** Quoted text **
## start

Please mind the gap between the change and the plateau
Britain on the brink of a breakup. March 29th 2019 we'll be served up Brexit for breakfast. Nearly three years of slow cooking surmounts to cold scrambled eggs, separated on the plate from the rest of Europe with a knife. We'll bleed boiled baked beans, but daffodils will still grow in spring.
Purgatory doesn't have the same pearly white gates as heaven. A plastic arch brandishing ‘UK and EU citizens this way’ (all the rest go somewhere else) greets you at the threshold between Stansted’s grey lino corridor and blue carpet arrivals hall. Here's something you learn about the UK from living abroad: carpet is a British thing, other people don't really get it. Zig zag warren of barriers; not to cross, but to follow in chains of collective inertia. When someone skips ahead in the line with their toddler, our trained response is to quietly seethe. Please ladies and gentlemen, break the order, make a physical mess! Mob mob mob mob MOB! ‘What's your ETA?’ Be prepared, get your passports out and ready. Race the other passengers to the freaky face scanner machines that don't recognise you anymore. ‘Bleep’ red light rejected, off you trot for a little bit of eye contact: ‘Coming from Berlin hey, did you have a nice holiday?’ ‘No I live there, I'm just home for a visit’. The jolly man looks me straight in the face and assesses whether the 15-year-old me on the page is the same person as the 26-year-old me standing right there. That's a teasing philosophical question.

## end

** Dataset excerpts **
## start

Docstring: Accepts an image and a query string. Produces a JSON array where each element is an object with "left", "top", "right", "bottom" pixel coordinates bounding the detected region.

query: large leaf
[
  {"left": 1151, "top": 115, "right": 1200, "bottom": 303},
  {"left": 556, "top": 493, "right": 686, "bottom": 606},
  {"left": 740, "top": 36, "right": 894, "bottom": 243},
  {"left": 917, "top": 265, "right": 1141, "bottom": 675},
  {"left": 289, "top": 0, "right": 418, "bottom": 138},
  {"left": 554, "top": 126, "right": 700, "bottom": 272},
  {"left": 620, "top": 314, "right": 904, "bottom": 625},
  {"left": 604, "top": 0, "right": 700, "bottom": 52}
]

## end

** Prompt 1 **
In the Brexit piece, which airport's arrivals hall is described?
** Prompt 2 **
Please reproduce the records, replacing "large leaf" with "broad leaf" and leaving everything else unchanged.
The Brexit piece and the records are separate, unrelated material.

** Solution 1 **
Stansted.

** Solution 2 **
Docstring: Accepts an image and a query string. Produces a JSON array where each element is an object with "left", "top", "right", "bottom" pixel coordinates bounding the detected region.

query: broad leaf
[
  {"left": 1151, "top": 115, "right": 1200, "bottom": 303},
  {"left": 556, "top": 493, "right": 686, "bottom": 606},
  {"left": 740, "top": 36, "right": 894, "bottom": 243},
  {"left": 917, "top": 265, "right": 1141, "bottom": 675},
  {"left": 289, "top": 0, "right": 418, "bottom": 138},
  {"left": 554, "top": 126, "right": 700, "bottom": 272},
  {"left": 620, "top": 314, "right": 904, "bottom": 625},
  {"left": 604, "top": 0, "right": 700, "bottom": 52}
]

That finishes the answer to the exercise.